§ **REQUIRED ACTION**:
Taking the line that contains "column 179, row 116" as the starting point, give again exactly every line up to and including the last line of the records below.

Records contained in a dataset
= = = =
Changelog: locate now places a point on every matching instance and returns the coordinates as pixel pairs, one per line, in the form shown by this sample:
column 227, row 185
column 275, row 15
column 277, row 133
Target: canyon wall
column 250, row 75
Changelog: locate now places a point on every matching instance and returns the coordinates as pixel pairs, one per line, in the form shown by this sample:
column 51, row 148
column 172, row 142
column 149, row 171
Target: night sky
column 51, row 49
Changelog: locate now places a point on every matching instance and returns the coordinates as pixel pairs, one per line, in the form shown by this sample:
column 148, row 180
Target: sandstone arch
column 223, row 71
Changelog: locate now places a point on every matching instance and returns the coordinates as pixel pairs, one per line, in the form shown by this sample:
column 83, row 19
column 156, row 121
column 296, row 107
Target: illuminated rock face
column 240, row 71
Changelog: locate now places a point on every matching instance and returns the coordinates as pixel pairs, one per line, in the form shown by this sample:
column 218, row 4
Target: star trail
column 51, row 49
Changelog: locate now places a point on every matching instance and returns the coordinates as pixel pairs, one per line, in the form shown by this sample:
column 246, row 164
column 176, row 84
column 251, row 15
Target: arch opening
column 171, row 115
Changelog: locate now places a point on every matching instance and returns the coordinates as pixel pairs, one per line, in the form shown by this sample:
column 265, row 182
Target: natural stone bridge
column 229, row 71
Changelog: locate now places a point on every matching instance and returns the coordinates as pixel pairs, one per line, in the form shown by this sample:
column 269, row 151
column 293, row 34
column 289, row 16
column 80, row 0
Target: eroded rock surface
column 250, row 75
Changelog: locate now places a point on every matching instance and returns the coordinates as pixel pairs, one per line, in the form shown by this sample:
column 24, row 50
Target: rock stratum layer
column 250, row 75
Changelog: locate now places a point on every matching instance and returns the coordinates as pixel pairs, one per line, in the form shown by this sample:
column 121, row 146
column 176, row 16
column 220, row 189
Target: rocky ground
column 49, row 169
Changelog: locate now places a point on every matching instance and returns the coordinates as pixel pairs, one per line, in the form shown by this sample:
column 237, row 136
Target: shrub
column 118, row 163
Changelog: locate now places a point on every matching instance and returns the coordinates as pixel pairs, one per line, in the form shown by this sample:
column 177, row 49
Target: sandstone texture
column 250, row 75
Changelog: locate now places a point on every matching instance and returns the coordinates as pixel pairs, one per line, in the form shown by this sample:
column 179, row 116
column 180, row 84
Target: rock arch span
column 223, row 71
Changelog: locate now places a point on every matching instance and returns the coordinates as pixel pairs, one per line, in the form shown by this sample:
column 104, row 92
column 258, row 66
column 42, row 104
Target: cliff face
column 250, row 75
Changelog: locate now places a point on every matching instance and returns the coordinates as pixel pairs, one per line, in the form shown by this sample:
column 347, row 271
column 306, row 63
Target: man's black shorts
= = = =
§ **RESULT BELOW**:
column 179, row 116
column 180, row 84
Target: rock arch span
column 223, row 71
Changelog: locate now places a point on every matching instance and returns the coordinates as pixel pairs, one per line, in the form shown by this sample:
column 104, row 92
column 258, row 66
column 42, row 104
Target: cliff face
column 250, row 75
Changelog: locate now places a point on every matching instance and returns the coordinates as pixel pairs, one per line, in the form shown by this sample:
column 347, row 271
column 306, row 63
Target: man's black shorts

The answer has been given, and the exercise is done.